• [Given problem]:
Can you reproduce, word for word, the lines from the one containing "In this exercise you will indicate the railing" through the one containing "x=526, y=233", including both of those lines?
━━━━━ Supplied records ━━━━━
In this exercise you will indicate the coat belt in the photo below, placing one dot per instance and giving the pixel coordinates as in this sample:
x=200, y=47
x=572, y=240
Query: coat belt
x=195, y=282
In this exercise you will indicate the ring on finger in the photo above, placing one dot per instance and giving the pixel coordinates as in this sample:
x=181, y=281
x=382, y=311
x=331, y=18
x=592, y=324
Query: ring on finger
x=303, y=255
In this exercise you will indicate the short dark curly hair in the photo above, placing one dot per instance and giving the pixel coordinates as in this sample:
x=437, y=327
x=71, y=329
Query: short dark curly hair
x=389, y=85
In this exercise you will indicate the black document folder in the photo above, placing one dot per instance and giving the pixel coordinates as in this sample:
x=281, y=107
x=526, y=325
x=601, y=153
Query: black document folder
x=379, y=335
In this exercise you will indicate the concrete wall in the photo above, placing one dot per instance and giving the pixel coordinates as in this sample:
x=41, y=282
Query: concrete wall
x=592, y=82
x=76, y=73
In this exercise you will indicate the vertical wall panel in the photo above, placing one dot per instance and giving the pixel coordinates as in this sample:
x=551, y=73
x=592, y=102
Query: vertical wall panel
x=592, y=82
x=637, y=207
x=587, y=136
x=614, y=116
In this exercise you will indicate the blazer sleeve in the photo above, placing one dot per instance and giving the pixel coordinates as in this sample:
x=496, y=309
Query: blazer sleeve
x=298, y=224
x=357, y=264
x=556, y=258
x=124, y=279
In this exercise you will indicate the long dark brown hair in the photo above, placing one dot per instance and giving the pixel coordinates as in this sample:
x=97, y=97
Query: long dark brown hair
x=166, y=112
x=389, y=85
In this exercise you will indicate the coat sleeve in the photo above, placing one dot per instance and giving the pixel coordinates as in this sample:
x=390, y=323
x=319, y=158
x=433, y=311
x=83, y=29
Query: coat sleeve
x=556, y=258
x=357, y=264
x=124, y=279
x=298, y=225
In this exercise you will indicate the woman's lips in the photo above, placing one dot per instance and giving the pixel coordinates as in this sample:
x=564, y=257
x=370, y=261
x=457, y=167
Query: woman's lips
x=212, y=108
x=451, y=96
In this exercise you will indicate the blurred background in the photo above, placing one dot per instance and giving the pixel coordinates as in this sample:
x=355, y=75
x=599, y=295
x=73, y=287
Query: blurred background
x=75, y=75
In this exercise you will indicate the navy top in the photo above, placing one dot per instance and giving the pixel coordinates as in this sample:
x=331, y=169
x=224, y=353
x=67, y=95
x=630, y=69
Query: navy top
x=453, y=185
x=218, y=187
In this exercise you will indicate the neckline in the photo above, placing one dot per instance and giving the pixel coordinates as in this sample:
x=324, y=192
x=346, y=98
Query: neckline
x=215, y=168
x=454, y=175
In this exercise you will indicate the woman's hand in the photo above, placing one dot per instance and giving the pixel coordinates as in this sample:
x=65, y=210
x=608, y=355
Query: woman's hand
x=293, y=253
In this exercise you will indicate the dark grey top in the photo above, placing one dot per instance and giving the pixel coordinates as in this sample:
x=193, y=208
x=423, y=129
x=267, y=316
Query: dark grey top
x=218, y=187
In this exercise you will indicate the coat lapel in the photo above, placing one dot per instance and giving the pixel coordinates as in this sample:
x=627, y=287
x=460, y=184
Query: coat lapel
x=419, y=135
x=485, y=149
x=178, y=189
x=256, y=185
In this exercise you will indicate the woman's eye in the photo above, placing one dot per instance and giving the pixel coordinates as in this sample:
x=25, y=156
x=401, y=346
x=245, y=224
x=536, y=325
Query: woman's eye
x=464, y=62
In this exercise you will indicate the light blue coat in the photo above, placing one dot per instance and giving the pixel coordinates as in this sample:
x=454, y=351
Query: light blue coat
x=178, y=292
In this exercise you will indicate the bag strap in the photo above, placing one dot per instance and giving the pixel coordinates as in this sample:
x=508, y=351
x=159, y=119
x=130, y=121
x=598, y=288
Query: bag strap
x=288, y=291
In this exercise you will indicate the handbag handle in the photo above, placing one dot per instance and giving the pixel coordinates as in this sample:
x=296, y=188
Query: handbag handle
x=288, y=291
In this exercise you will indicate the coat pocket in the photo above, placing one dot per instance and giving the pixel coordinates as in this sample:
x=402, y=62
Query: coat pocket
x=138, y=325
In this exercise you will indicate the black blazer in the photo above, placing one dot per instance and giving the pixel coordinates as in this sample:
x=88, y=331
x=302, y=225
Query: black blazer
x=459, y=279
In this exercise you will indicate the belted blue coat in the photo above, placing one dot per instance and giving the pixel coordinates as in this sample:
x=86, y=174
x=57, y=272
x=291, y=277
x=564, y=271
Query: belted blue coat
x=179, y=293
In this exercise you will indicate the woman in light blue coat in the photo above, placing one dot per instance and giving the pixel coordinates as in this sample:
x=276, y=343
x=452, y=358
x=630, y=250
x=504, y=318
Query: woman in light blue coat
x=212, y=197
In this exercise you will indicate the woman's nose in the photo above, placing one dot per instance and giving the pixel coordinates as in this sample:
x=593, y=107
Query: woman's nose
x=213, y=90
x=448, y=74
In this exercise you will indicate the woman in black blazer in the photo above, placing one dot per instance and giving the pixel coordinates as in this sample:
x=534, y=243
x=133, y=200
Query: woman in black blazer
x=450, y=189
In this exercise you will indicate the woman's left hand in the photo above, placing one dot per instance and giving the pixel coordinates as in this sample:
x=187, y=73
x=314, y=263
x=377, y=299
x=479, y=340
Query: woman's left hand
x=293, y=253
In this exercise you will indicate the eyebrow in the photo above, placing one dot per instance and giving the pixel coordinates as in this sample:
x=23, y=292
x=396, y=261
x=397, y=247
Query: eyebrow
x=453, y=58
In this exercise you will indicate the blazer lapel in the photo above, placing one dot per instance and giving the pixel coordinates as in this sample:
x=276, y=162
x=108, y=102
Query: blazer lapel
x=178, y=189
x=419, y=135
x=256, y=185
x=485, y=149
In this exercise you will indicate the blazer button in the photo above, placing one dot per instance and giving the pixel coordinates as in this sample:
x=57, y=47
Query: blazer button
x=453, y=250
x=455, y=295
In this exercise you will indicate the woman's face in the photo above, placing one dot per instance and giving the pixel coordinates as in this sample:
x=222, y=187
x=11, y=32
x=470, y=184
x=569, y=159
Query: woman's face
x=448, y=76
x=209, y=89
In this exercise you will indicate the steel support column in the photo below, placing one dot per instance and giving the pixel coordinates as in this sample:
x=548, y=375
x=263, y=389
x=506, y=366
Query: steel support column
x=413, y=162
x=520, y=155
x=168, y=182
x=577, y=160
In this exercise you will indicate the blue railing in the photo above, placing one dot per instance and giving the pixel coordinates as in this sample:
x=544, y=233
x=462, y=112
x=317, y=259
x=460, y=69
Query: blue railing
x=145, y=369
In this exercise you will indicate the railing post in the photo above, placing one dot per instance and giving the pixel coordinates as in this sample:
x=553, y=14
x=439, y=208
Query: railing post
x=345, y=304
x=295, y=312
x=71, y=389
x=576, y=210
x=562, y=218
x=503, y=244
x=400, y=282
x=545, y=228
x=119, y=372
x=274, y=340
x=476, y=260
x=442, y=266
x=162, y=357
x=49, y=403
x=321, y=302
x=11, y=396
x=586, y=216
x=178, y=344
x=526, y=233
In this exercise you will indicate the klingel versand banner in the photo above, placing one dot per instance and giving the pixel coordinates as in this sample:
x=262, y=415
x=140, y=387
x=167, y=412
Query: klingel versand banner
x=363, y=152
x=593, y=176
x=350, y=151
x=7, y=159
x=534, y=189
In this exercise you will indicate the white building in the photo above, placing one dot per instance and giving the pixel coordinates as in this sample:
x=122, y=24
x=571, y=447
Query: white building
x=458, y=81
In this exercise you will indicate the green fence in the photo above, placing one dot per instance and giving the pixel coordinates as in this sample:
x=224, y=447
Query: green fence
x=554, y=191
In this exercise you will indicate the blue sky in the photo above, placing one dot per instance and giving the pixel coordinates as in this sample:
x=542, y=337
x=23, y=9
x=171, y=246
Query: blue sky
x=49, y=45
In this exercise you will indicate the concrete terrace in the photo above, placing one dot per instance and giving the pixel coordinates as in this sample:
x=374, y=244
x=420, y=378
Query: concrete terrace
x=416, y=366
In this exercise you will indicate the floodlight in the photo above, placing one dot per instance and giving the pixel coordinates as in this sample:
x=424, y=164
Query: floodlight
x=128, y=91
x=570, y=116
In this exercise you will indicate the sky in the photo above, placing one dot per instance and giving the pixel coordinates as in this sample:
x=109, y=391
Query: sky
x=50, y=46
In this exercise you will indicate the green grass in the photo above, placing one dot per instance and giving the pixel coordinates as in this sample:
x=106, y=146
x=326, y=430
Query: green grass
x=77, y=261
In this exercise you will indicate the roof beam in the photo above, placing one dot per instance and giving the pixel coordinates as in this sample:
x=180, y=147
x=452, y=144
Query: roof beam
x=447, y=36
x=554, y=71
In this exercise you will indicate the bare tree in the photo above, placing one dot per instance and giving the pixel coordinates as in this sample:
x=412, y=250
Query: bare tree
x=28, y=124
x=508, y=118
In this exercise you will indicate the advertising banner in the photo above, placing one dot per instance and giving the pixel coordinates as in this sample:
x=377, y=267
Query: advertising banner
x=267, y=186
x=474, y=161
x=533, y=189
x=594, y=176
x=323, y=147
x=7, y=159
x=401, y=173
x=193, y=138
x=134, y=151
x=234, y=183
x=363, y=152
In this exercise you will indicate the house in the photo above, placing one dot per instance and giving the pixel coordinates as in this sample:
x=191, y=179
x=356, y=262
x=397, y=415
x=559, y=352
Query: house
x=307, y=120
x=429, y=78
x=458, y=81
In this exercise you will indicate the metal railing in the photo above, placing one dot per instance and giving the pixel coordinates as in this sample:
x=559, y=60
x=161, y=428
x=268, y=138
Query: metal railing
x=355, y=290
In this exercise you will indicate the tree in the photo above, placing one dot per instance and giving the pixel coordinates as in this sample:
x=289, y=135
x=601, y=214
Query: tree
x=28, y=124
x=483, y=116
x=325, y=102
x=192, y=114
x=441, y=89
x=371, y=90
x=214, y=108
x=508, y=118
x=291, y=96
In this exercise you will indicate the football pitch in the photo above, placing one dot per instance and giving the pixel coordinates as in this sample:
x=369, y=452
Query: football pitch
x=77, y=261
━━━━━
• [Response to the exercise]:
In this exercise you will indicate the railing post in the photo above, placing one dot per instance and giving the pixel coordinates as in this sample:
x=553, y=14
x=439, y=208
Query: railing post
x=345, y=304
x=295, y=312
x=71, y=389
x=576, y=210
x=562, y=218
x=503, y=244
x=400, y=282
x=545, y=228
x=119, y=372
x=274, y=340
x=476, y=260
x=442, y=266
x=162, y=357
x=49, y=403
x=321, y=302
x=11, y=396
x=586, y=216
x=178, y=344
x=526, y=233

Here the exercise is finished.